-------- INFORMATION GIVEN --------

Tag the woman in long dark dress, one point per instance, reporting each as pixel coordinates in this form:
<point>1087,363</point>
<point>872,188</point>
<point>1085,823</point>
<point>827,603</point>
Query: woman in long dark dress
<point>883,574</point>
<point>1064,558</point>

--------
-------- INFORMATION GIVEN --------

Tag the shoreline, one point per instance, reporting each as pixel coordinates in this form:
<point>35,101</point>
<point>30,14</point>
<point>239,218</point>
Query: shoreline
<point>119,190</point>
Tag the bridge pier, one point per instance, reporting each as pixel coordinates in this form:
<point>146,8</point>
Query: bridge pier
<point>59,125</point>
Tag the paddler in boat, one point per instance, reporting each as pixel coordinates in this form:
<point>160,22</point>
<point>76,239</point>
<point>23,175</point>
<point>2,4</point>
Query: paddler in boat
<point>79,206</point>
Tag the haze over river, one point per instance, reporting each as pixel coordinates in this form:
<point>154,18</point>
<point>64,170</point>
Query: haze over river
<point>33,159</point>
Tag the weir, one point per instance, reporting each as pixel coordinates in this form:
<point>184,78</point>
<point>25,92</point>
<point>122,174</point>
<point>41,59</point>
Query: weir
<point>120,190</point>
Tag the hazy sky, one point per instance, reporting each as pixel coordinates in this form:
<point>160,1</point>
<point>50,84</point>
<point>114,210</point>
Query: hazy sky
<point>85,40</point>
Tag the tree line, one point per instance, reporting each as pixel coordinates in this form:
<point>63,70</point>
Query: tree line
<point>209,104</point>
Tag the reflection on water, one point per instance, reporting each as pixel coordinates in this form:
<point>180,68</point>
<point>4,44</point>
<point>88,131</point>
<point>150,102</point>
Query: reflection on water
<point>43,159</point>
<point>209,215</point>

--------
-------- INFORMATION GIVEN --------

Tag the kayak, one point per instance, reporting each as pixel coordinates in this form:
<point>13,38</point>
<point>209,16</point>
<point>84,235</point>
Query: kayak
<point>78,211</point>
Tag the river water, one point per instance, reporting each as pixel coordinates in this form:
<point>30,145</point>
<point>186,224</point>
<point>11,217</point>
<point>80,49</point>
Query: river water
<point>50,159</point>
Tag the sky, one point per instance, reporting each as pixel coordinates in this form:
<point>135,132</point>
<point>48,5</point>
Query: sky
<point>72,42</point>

--------

-- STATED PROBLEM --
Can you reproduce, character for character, everything in the records from the line containing "Tag the kayak, one" down to the line containing "<point>78,211</point>", with both of those lines included?

-- CORRECT RESULT --
Tag the kayak, one point per instance, reporting each as pixel coordinates in this form:
<point>13,38</point>
<point>209,16</point>
<point>84,235</point>
Query: kayak
<point>78,211</point>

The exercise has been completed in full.